» Brief
Lines before the one containing "Can you see the truck rear" are excluded; retype that line and all remaining lines of the material exactly.

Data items

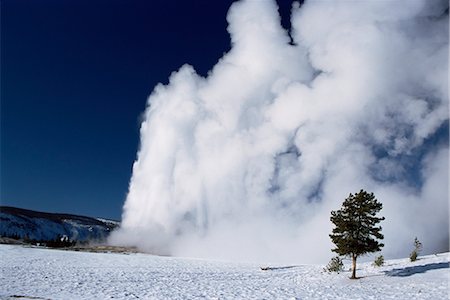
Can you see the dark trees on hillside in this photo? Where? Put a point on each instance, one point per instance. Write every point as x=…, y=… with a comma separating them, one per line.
x=356, y=232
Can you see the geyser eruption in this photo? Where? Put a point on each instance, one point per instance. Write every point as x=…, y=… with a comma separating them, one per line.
x=248, y=162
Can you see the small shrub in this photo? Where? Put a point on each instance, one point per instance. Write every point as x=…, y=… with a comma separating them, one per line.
x=417, y=249
x=379, y=261
x=335, y=265
x=413, y=256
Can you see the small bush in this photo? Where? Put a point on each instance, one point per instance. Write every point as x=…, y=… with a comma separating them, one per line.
x=417, y=249
x=379, y=261
x=413, y=256
x=335, y=265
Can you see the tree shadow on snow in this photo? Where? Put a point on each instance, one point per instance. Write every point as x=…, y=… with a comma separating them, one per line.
x=409, y=271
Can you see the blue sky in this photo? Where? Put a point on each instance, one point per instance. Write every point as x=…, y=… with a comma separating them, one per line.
x=75, y=77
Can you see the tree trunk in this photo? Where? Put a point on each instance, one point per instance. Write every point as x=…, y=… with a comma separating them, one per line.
x=353, y=266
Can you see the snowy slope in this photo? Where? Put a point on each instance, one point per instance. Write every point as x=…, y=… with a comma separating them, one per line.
x=47, y=226
x=56, y=274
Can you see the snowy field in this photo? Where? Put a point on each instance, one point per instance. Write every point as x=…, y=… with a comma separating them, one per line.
x=31, y=273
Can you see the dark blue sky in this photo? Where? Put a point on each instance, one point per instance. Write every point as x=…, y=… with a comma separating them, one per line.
x=75, y=77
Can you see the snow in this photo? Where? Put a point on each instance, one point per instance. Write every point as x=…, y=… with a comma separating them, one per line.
x=37, y=273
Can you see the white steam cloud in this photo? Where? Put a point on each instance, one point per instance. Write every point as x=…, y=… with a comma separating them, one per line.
x=248, y=162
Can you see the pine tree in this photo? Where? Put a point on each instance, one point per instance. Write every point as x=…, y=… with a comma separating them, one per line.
x=356, y=232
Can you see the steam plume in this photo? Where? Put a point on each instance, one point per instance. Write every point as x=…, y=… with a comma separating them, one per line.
x=248, y=162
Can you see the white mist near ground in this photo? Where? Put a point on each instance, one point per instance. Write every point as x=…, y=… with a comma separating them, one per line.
x=247, y=163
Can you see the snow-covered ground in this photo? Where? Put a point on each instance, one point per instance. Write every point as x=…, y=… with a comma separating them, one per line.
x=56, y=274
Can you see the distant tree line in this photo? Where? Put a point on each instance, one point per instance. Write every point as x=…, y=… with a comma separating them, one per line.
x=60, y=241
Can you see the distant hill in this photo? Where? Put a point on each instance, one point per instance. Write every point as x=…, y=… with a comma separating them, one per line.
x=33, y=226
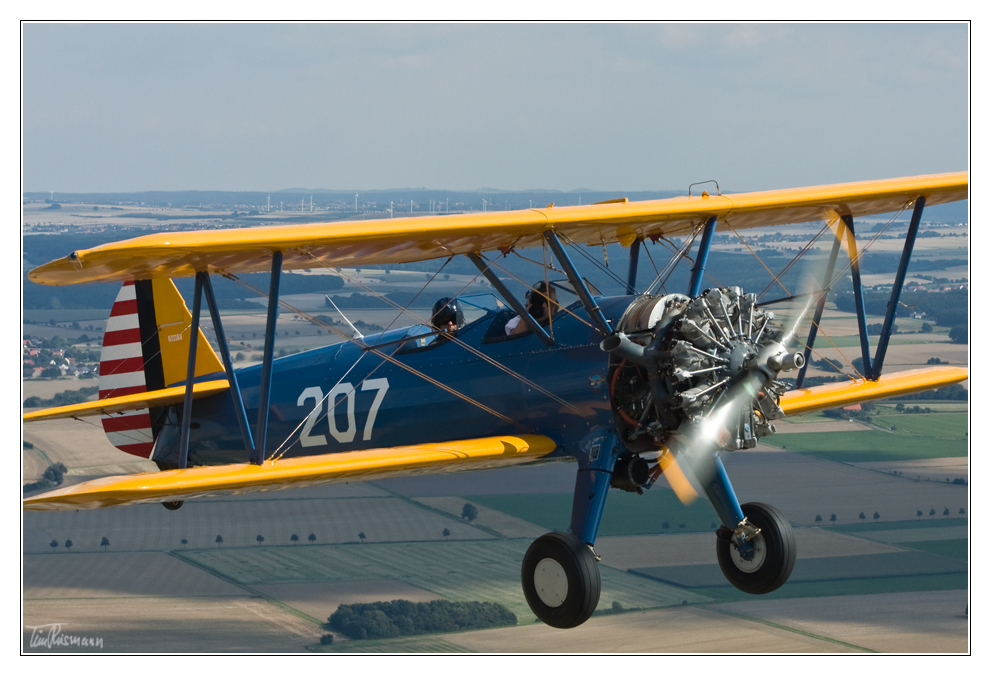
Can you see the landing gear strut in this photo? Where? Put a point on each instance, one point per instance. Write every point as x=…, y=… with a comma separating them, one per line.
x=762, y=562
x=561, y=580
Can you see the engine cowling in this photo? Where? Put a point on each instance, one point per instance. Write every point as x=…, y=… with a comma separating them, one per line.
x=674, y=360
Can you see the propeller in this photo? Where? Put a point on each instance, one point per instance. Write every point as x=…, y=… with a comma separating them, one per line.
x=700, y=438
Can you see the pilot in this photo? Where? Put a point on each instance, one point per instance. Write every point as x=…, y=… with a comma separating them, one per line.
x=447, y=316
x=538, y=306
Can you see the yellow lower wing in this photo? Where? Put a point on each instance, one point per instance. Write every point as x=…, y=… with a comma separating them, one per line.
x=833, y=395
x=180, y=484
x=129, y=402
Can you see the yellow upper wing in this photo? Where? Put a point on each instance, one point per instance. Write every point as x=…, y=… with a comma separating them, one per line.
x=402, y=240
x=833, y=395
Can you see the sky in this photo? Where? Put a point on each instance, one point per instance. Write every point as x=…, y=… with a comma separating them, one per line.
x=130, y=107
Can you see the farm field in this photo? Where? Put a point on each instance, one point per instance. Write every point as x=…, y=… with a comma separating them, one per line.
x=906, y=437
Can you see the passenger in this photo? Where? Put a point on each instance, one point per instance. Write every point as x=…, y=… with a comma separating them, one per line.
x=447, y=316
x=538, y=307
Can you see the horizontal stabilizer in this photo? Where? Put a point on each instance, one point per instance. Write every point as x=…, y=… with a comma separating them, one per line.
x=182, y=484
x=834, y=395
x=128, y=402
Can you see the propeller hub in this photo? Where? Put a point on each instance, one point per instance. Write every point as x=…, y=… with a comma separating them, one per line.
x=696, y=365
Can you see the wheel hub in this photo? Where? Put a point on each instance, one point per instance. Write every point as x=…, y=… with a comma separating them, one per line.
x=550, y=582
x=757, y=554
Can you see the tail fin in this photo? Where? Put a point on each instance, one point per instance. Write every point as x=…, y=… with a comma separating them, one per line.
x=146, y=348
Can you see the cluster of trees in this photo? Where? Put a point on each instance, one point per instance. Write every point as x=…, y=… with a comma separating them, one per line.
x=955, y=392
x=68, y=544
x=52, y=477
x=946, y=512
x=863, y=415
x=388, y=619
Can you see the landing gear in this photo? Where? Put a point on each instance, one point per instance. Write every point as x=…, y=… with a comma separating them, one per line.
x=764, y=562
x=561, y=580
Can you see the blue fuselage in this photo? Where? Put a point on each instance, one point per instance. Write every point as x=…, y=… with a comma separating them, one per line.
x=347, y=397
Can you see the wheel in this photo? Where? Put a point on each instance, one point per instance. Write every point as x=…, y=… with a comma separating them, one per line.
x=561, y=580
x=774, y=555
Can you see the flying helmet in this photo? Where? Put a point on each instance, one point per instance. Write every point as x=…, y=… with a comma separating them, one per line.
x=448, y=310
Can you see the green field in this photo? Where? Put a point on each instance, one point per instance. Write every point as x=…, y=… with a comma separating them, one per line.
x=926, y=522
x=912, y=437
x=940, y=426
x=625, y=513
x=955, y=549
x=480, y=570
x=418, y=644
x=897, y=339
x=879, y=585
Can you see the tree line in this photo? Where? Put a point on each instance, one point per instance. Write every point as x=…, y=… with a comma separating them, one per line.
x=389, y=619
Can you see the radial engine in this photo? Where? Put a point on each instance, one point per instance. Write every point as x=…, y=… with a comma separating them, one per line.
x=676, y=362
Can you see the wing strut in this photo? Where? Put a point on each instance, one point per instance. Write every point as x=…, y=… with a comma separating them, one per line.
x=225, y=355
x=872, y=369
x=858, y=294
x=187, y=404
x=698, y=270
x=631, y=273
x=265, y=387
x=820, y=306
x=896, y=289
x=594, y=313
x=513, y=301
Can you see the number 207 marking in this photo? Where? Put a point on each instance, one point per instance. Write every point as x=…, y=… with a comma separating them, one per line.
x=308, y=438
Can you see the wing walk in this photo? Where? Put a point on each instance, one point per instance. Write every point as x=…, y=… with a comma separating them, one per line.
x=182, y=484
x=402, y=240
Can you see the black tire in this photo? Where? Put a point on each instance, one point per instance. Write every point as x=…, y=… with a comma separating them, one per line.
x=561, y=580
x=775, y=552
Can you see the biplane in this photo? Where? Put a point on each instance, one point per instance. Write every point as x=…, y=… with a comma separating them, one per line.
x=632, y=387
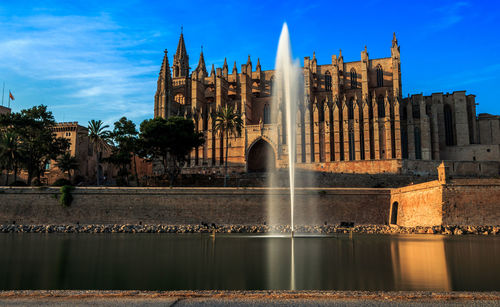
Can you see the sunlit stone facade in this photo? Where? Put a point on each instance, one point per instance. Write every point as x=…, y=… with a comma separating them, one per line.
x=351, y=112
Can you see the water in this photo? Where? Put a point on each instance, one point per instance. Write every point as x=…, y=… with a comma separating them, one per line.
x=244, y=262
x=286, y=95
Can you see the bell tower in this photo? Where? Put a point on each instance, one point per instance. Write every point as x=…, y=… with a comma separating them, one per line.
x=181, y=60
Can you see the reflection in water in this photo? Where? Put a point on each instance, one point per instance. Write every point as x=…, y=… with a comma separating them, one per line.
x=420, y=264
x=237, y=262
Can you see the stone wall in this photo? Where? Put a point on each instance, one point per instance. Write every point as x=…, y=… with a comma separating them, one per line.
x=192, y=206
x=417, y=205
x=472, y=202
x=457, y=202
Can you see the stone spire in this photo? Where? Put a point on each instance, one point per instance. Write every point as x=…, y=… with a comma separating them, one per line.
x=394, y=40
x=201, y=63
x=235, y=69
x=212, y=72
x=163, y=96
x=181, y=59
x=225, y=69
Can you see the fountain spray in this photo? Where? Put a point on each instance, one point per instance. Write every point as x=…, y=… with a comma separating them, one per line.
x=289, y=83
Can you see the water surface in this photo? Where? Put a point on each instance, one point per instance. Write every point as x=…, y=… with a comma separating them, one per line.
x=244, y=262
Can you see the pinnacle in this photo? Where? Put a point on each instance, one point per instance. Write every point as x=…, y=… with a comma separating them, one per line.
x=181, y=47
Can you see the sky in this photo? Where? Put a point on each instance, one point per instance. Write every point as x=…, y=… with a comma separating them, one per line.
x=100, y=59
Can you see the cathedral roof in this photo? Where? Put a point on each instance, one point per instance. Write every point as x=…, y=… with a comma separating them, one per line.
x=181, y=47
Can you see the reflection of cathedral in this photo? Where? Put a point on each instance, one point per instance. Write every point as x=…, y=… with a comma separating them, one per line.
x=351, y=111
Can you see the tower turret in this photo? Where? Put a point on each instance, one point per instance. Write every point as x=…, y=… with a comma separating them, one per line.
x=225, y=69
x=201, y=69
x=163, y=96
x=181, y=59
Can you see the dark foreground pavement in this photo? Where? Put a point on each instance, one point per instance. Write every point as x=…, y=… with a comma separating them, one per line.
x=246, y=298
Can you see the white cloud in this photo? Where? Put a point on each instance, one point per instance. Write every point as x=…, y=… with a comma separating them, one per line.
x=94, y=61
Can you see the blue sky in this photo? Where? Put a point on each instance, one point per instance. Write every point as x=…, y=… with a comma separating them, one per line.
x=100, y=59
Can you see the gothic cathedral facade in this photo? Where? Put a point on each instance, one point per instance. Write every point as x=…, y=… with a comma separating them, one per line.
x=351, y=112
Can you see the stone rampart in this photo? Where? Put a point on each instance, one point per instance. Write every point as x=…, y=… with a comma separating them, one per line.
x=192, y=206
x=456, y=202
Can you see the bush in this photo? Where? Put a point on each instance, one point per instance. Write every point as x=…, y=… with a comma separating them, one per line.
x=121, y=182
x=78, y=179
x=61, y=182
x=17, y=183
x=35, y=182
x=66, y=198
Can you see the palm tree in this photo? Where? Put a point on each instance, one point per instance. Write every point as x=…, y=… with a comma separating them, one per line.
x=67, y=163
x=9, y=153
x=228, y=122
x=100, y=138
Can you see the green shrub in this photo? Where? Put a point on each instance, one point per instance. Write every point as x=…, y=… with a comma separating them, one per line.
x=35, y=182
x=61, y=182
x=66, y=198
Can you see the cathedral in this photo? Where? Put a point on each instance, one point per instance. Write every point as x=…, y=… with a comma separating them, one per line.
x=352, y=119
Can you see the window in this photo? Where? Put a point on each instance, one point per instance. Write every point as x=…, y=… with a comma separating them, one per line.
x=267, y=114
x=328, y=82
x=179, y=98
x=350, y=109
x=418, y=144
x=354, y=78
x=352, y=156
x=380, y=76
x=381, y=106
x=448, y=126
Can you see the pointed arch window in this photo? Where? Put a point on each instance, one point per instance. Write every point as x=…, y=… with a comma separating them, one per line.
x=350, y=110
x=354, y=79
x=267, y=114
x=380, y=76
x=448, y=126
x=418, y=144
x=381, y=106
x=328, y=81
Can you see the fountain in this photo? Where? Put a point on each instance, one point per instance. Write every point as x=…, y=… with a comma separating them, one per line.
x=287, y=90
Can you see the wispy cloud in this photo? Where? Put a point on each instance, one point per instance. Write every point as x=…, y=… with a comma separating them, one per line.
x=448, y=15
x=92, y=59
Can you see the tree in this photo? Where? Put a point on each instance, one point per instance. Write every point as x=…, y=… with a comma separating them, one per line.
x=36, y=137
x=100, y=138
x=67, y=163
x=10, y=153
x=169, y=141
x=125, y=137
x=228, y=122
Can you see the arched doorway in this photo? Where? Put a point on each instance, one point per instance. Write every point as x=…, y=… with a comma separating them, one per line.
x=260, y=157
x=394, y=213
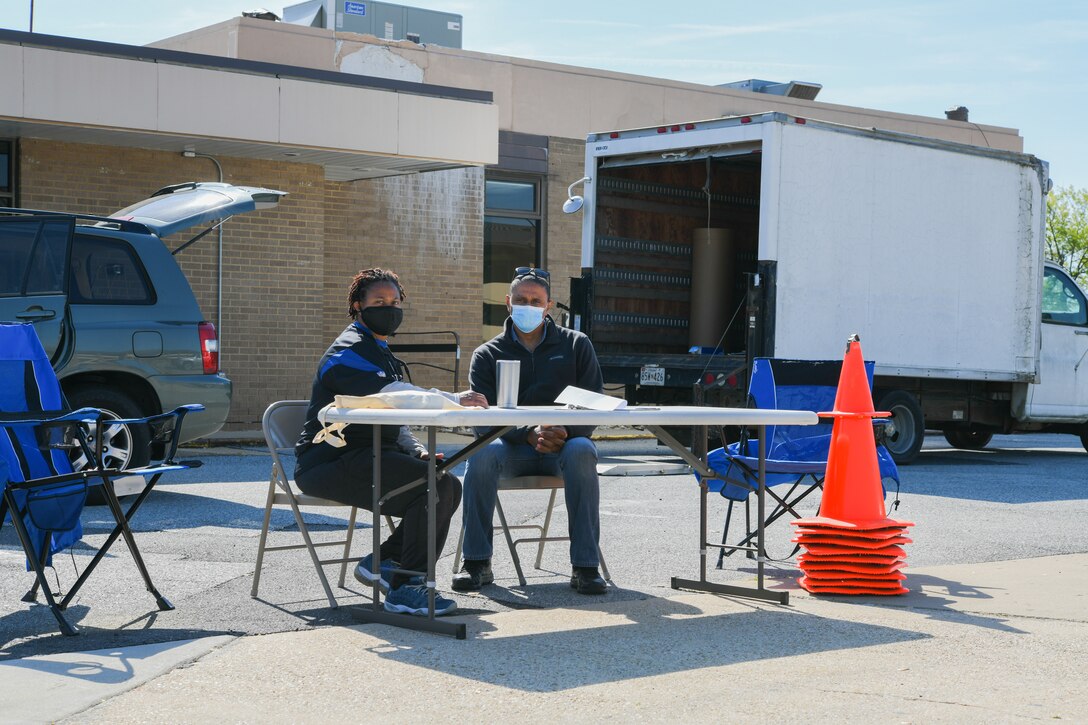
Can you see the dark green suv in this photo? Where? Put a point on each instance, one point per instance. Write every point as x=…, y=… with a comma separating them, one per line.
x=114, y=310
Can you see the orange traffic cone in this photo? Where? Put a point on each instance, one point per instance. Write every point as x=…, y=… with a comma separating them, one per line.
x=852, y=548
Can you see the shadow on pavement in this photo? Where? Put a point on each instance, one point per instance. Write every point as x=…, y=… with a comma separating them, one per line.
x=659, y=636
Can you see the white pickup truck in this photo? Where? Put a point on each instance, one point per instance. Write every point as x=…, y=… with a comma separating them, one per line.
x=709, y=243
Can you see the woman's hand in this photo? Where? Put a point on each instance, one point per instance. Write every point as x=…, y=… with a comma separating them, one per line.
x=472, y=400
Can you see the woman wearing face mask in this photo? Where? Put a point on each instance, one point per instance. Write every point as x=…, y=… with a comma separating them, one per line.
x=359, y=363
x=552, y=358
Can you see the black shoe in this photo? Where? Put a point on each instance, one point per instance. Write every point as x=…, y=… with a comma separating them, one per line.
x=586, y=580
x=473, y=575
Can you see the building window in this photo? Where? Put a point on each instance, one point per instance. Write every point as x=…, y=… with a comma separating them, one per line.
x=7, y=173
x=511, y=237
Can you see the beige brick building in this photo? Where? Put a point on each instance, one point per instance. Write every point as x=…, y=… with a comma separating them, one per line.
x=446, y=166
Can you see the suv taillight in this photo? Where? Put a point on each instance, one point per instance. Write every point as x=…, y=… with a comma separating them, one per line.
x=209, y=347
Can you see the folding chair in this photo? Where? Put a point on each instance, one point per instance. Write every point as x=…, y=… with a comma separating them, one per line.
x=282, y=425
x=42, y=493
x=796, y=455
x=553, y=483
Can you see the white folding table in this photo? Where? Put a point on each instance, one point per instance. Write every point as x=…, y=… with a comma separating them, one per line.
x=503, y=419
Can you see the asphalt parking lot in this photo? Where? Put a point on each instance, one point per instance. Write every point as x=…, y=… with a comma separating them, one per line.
x=1024, y=496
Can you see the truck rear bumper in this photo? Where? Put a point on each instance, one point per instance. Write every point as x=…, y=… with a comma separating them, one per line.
x=213, y=392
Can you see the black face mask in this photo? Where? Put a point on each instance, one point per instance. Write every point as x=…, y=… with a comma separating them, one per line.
x=382, y=320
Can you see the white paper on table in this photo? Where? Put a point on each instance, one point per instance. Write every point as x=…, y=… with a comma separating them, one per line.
x=578, y=397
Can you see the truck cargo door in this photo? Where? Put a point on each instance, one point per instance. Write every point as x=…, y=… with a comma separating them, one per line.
x=34, y=261
x=1062, y=392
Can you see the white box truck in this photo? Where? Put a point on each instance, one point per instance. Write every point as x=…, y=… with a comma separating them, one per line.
x=709, y=243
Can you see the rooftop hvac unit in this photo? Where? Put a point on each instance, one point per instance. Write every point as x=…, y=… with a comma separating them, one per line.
x=800, y=89
x=383, y=20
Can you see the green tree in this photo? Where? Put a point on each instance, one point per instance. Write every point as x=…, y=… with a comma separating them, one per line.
x=1067, y=230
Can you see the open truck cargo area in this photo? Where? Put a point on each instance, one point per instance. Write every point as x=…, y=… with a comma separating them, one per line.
x=706, y=244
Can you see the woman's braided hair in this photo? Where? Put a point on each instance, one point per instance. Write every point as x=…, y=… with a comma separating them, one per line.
x=363, y=280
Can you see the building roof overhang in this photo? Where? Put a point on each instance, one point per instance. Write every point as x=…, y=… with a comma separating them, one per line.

» Result
Can you see the truck rear bumper in this photo? Where? Put a point on each instance, one point per instance. Write every point as x=…, y=… with a comma separating them, one per line.
x=213, y=392
Can you see the black face mask in this photo? Where? Put a point on each instance, one point per instance. Write every point as x=…, y=… with a comma separating them, one per line.
x=382, y=320
Can you see the white paper on table in this photo? Where? Put a point on each instance, one point per instance. Write every point as x=…, y=… with a comma separating them, one per line.
x=578, y=397
Can you see the truck cargo door in this photo? Where? Put a point on each instance, one point per instance. Write every point as x=…, y=… with a comma separating them, one per line.
x=34, y=261
x=1062, y=392
Can you see the white box truck in this photo? Where? Put a point on each instance, one point per instance. Write every point as x=…, y=… with a comma separating them, one per line.
x=709, y=243
Can you see the rooftop hvac unit in this photo? Where? Put a point on each instance, one point per instance. Write every point as x=…, y=… with a comma separating them, one per line.
x=800, y=89
x=383, y=20
Can you see the green tree in this photo? Where? Put a point on each instance, one point per instance. Write every point as x=…, y=… with a comma separating them, one per line.
x=1067, y=230
Can you see the open truck cargo area in this photo? Where? Put a point on each instance, one point per instance. Write every point as x=…, y=… with a comma separating them, one per line.
x=706, y=244
Can you see the woman's braided hair in this photo? Where? Put a point on each instance, one point per instance. Write every point as x=…, y=… with a comma separating them, one per line.
x=363, y=280
Can you see the building roof overhang in this photo? Where? Put a point on each instance, one point per instance. Write every point as x=…, y=… with a comma separating them, one per line.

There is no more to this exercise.